**Goal**
Copy the entries from the line with "Target: player's outstretched arm" through the end of the entries, replacing each "blue" with "navy" and leaving everything else unchanged.
___ Records to process ___
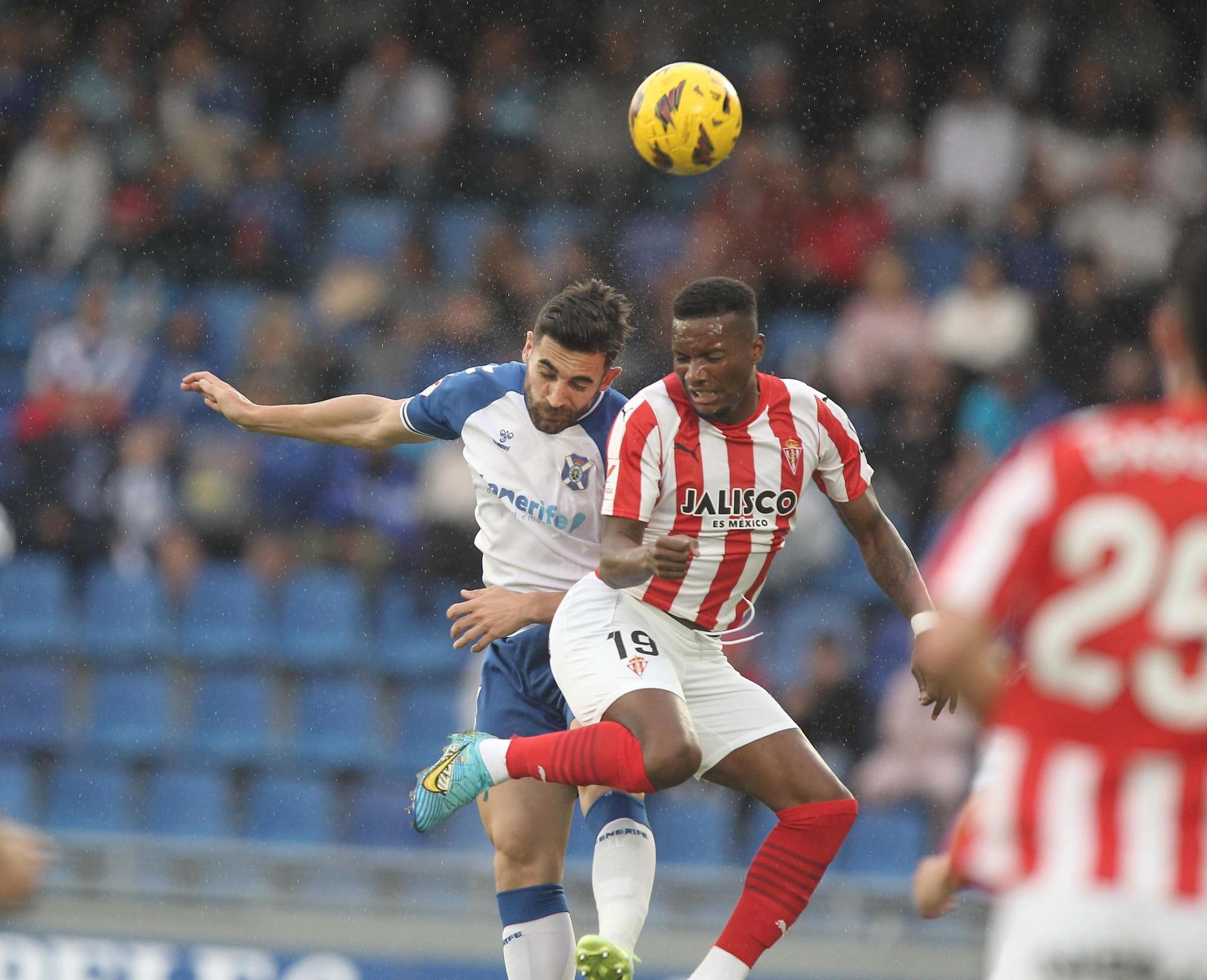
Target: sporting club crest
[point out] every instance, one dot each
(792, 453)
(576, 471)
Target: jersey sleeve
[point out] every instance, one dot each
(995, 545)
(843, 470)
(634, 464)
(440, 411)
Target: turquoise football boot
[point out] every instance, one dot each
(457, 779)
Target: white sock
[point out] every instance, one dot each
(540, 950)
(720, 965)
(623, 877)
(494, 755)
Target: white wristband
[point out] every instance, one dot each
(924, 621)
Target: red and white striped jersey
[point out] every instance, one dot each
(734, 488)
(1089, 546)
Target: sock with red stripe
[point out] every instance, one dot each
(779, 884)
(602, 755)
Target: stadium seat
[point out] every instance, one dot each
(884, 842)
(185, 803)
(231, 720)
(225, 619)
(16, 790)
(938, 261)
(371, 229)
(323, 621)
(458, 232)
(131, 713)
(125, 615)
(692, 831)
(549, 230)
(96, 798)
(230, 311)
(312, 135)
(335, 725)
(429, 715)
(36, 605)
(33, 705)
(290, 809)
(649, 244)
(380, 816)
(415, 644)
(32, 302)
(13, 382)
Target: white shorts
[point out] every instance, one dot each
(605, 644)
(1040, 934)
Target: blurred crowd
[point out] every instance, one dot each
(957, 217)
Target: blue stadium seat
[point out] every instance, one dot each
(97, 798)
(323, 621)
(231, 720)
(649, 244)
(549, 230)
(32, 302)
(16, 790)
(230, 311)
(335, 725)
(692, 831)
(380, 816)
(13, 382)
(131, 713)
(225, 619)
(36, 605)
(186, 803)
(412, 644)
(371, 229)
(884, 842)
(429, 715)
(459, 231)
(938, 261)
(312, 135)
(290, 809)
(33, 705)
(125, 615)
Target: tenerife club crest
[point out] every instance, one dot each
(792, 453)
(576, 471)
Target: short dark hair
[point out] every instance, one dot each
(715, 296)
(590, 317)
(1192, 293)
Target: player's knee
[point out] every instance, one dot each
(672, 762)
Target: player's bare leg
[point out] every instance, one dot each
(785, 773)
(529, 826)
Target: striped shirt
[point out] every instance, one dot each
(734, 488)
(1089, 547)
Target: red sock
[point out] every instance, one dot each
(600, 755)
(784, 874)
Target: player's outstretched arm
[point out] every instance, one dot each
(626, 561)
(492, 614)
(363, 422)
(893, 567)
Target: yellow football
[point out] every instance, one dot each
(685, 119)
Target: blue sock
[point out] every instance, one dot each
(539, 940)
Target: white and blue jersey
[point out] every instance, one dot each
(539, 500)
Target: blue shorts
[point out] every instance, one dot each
___
**Completed task**
Target: player's outstretched arm
[point out] every instance, one dot each
(626, 561)
(492, 614)
(363, 422)
(893, 567)
Target: yellow football
[point out] every instance, one dot each
(685, 119)
Target: navy sock
[point out] every instance, one dot each
(539, 940)
Target: white and navy jersey
[point out] every instance, one dot each
(539, 500)
Target: navy shorts
[point out] every instance, one dot each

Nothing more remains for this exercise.